(Source data)
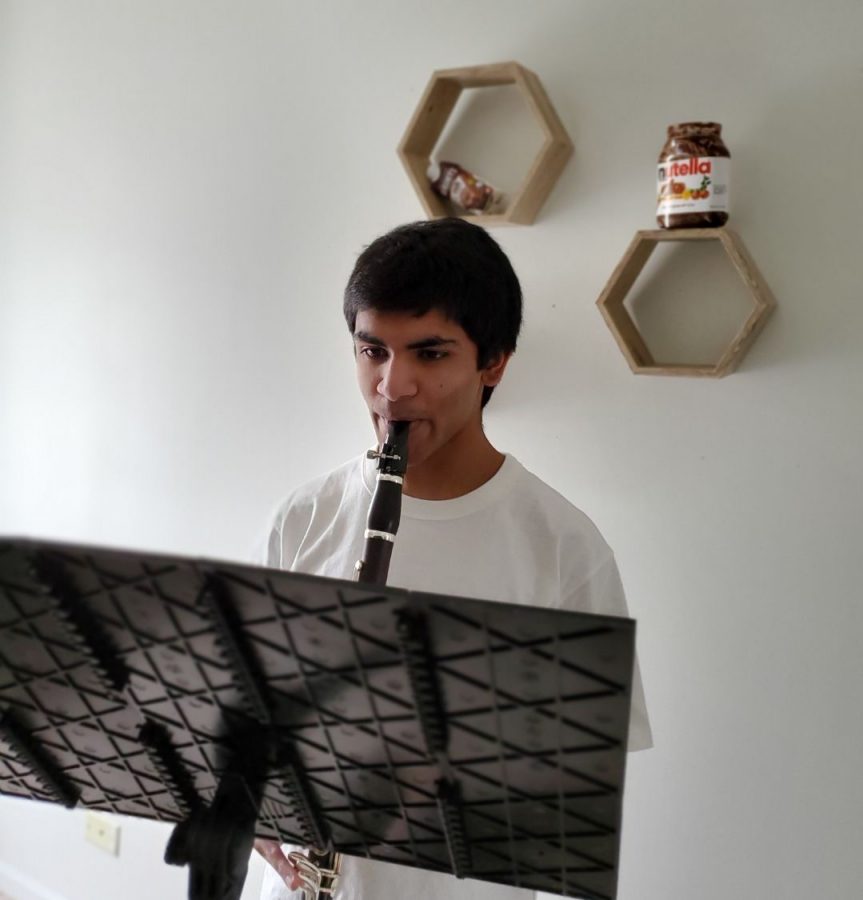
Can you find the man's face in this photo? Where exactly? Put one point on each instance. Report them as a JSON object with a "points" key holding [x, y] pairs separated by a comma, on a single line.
{"points": [[423, 369]]}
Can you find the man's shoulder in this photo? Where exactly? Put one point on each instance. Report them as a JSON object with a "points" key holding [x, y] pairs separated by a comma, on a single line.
{"points": [[322, 491], [538, 498]]}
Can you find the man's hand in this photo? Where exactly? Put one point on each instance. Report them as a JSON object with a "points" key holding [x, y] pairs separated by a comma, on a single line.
{"points": [[272, 853]]}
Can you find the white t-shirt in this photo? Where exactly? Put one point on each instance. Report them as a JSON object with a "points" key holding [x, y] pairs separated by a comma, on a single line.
{"points": [[513, 539]]}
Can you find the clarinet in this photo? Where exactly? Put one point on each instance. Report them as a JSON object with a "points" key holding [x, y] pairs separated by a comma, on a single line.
{"points": [[320, 870]]}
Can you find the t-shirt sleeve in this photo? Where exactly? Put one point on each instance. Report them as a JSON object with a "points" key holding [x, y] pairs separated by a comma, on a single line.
{"points": [[602, 593]]}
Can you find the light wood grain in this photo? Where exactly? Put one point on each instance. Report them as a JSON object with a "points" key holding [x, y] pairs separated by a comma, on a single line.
{"points": [[625, 331], [431, 116]]}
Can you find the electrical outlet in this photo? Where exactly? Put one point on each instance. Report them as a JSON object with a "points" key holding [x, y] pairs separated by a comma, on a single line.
{"points": [[103, 832]]}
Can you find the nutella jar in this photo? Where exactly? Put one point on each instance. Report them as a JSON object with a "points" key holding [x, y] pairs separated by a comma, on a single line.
{"points": [[693, 177]]}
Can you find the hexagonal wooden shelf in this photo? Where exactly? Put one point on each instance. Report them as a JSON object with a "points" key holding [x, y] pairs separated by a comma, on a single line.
{"points": [[626, 332], [430, 119]]}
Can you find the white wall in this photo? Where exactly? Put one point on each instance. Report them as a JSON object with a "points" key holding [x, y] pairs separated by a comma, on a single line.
{"points": [[183, 189]]}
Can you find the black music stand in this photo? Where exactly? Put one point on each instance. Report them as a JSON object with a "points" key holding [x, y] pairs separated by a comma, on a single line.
{"points": [[485, 740]]}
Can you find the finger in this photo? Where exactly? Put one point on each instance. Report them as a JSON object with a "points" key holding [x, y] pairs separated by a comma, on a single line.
{"points": [[272, 853]]}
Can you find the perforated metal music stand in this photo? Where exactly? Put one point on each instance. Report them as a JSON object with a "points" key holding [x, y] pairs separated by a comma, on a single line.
{"points": [[479, 739]]}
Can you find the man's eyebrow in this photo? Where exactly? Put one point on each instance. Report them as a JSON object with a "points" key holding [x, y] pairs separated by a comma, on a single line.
{"points": [[423, 344]]}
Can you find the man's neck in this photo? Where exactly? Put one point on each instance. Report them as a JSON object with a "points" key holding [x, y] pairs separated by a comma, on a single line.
{"points": [[455, 470]]}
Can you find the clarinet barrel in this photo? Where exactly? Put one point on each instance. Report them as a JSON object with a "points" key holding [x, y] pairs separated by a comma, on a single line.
{"points": [[385, 510]]}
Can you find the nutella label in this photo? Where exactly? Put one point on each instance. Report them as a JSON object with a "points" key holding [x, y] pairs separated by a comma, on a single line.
{"points": [[696, 184]]}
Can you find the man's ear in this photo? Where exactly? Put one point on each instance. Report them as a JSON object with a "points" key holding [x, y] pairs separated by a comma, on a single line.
{"points": [[492, 373]]}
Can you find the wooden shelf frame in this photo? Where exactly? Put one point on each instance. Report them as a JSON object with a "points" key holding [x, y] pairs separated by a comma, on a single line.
{"points": [[433, 113], [625, 331]]}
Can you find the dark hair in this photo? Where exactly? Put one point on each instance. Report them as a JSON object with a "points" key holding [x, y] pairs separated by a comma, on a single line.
{"points": [[447, 265]]}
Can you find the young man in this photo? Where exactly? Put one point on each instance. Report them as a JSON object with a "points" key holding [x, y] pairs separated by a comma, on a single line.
{"points": [[434, 310]]}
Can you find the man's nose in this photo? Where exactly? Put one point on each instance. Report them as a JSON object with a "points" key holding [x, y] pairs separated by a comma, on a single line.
{"points": [[398, 380]]}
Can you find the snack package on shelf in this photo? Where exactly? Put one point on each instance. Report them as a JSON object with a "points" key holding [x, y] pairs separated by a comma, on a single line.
{"points": [[463, 189]]}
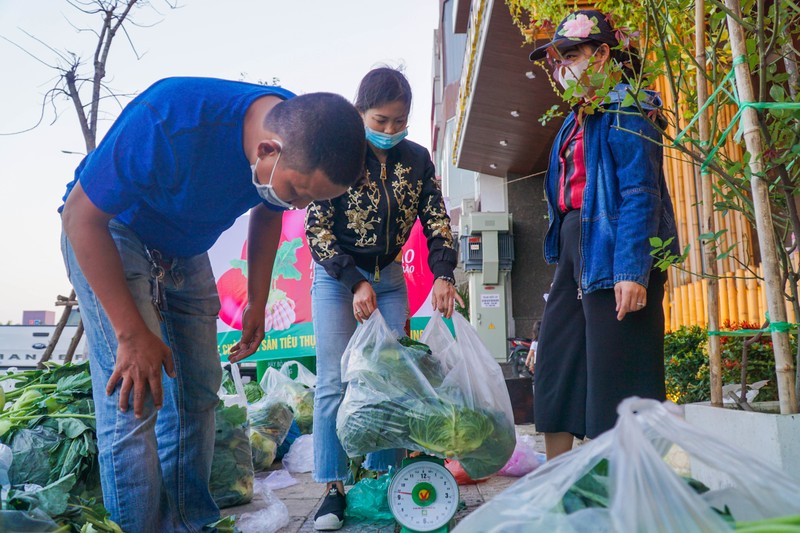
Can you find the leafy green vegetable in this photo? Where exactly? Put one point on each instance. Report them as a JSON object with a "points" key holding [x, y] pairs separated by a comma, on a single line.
{"points": [[269, 424], [395, 399], [253, 392], [232, 465], [48, 422], [450, 431]]}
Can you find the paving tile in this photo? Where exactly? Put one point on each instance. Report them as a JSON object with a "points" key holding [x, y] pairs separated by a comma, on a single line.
{"points": [[295, 523], [303, 499], [300, 506]]}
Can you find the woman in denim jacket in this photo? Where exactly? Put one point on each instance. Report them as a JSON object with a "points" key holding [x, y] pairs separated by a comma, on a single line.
{"points": [[602, 334]]}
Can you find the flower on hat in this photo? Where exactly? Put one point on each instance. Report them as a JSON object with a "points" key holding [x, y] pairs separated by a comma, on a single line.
{"points": [[579, 27]]}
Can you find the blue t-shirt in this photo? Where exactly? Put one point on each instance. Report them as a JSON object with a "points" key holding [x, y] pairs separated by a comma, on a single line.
{"points": [[173, 167]]}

> _WRITTEN EXERCISE_
Each line of the material must be retyped exactly, except that images are omitted.

> _EXPECTED OUTPUT_
Can you find the man's face in this photo? Where exactly? Put one point on each instance. Report them as a JSON object with a "points" key holding [x, y] pairs separated by a comma, on a single line.
{"points": [[423, 369]]}
Can you find the man's shoulder in this photo? Where exactly? Put one point on each instance. Report them as a JSON object with a "points" key holding [x, y] pairs separated by a comma, on a single line.
{"points": [[322, 491], [538, 498]]}
Can you find the man's hand in this photo? Where exactly? Put one point on each instance. Report them as a JSON object with a "points" key holding [x, y] pairs separated by a comma, on a single line.
{"points": [[272, 853]]}
Can you find the white t-shirt in this photo? Where exactly? Put one point on each instance. Report them as a JSON object with a "points" key holding [x, y] pairs separated by a comma, on a single line.
{"points": [[513, 539]]}
Can you find the clarinet in this photo? Where exactly? Put one point on each instance. Report them as a JSON object with a "points" key holding [x, y] pairs separated by a comma, on a single line.
{"points": [[320, 870]]}
Can you find the t-shirt sleeve in this photo? Where exactly? Put one point on each instance. Report them as a JSON object with a "points" key holding [x, y] pairs separated by a comma, on a single line.
{"points": [[602, 593]]}
Can you find the light wood grain in this photo? Where exactly? Put one point on each instance. Report them as a JSON object with a "points" key holding [x, y] pairs separated by a comma, on a single line.
{"points": [[625, 331], [431, 116]]}
Can you find the electrical outlet in this photo? Where exactly? Put one point on each instance. Report them as a JSON object with a "points" key holding [x, y] pairs separated by a comma, on a single line.
{"points": [[103, 832]]}
Can you find the nutella jar in this photo? Where exactly? Put one point on each instance. Report them as a JSON object with a "points" key holding [x, y] pairs separated by a comma, on a single line.
{"points": [[693, 177]]}
Can you find the hexagonal wooden shelf in this photo? Where exactly? Put one point on each instance. Report them as a JSON object with a "points" key holding [x, y] pairs separated by a comma, on a single line.
{"points": [[626, 332], [430, 119]]}
Can you find the white wall in this photo? Where exactly? Put one point on each instance. Report them as a JSON object with a "points" key holding [x, y] pairs separated by a comma, on a single line.
{"points": [[183, 189]]}
Can you find the black music stand in this photo? Where exactly? Put one point on each instance. Report them as a JSON object with a "points" key holding [x, y] pairs separated by a comma, on a single line.
{"points": [[485, 740]]}
Can you find the finger in this photo? Where exactly? Put one point on each instance. Report them as a JSON object with a "points" key holding [x, y] pairs separated by a comma, on a single line.
{"points": [[272, 853]]}
Can you find the perforated metal music stand in this photo? Where exactly? Put one point on each instance. Report them as a JSON object with a "points" key holding [x, y] pairs separated by a comma, on a single line.
{"points": [[479, 739]]}
Can you find the man's eyebrow in this photo? Where exactly? Put one point on each instance. Report them as a JSON object with a "points" key holding [x, y] pairs separated by a comma, on a single line.
{"points": [[423, 344]]}
Can you find the man's neck in this photo? Where exactly? Put one point on each instance. Report them as a JSON object with a "points" key holding [x, y] pairs separated by a comma, on a single line.
{"points": [[455, 470]]}
Can you find the clarinet barrel in this photo? Where exactly? Put one point on each instance. Report them as a JSON object with a "points" key holding [x, y] pairs separated by a comma, on a single line.
{"points": [[385, 510]]}
Can you find the nutella label in this photo? Where exactly? Put one point on each instance. Report them as a JSON object with a "points" key holding [x, y] pairs separated by a comma, on a single line.
{"points": [[696, 184]]}
Can you find the man's ear in this photo? Where exactly? Put one point on each instance. Report them as a JSON object with a "points" key holding [x, y] pairs separated by a comma, on a single line.
{"points": [[492, 373]]}
Can you find the wooden shelf frame in this photo? Where exactly? Put one point on each instance. Report them as a JSON object with a "points" key holding [x, y] pairs separated by a comma, on a single line.
{"points": [[433, 113], [625, 331]]}
Can you find the dark hair in this photo? Where exactly? Put one point on each instance. Report them as a JSON object with a "points" key holding [x, y] pairs separated by a comma, on a single line.
{"points": [[447, 265]]}
Can you find the young man in this photo? Where exactly? Put one point on each instance. Report them as a JSON object with a "points" key holding [x, y] pairs separated by a comma, on a single line.
{"points": [[434, 310]]}
Can you find the man's nose in this photo? Where exactly? Put one point on each instance. Report them as a JSON object with a "points" key holding [x, y] pairs separated by a comma, on a single line.
{"points": [[398, 380]]}
Can you find the snack package on shelf in this photo? Where exactly? Put one point on each instance. Report them as a JSON object with a "points" key holding [x, y] pairs separated by a comma, on a single line.
{"points": [[463, 189]]}
Can you find the leafy green vegetable in this photo? Where exactly? Put one point on each instance. Report them as a JSON object with a "points" key holding [x, y] pairs separated by a comma, on a single line.
{"points": [[269, 424], [395, 399], [253, 392], [232, 465], [48, 422], [450, 431]]}
Can you find the paving tile in this photo? Where exactly? Put one point on each instance. Report them as a JSON object with a "points" key holding [x, y] pairs separated by a comma, on a single line.
{"points": [[295, 523], [303, 499], [300, 506]]}
Can you find the woman in denim jacket in this photo? Where exactly? Put one point on each instance. Report them as a JSON object with a "points" key holding [x, y] pairs separated by a comma, on a single line.
{"points": [[602, 334]]}
Can you find the flower on hat in this photo? Where exactly? Put one point on each instance. Report them as a JSON object with a "points" key holding [x, y] pairs separated by a comma, on a single line.
{"points": [[579, 27]]}
Can you find the blue t-shirt in this photo? Where exactly? Put one point on each instance. Report them as a JSON object with a "points" key holding [x, y] pairs separated by a comma, on a single line.
{"points": [[173, 167]]}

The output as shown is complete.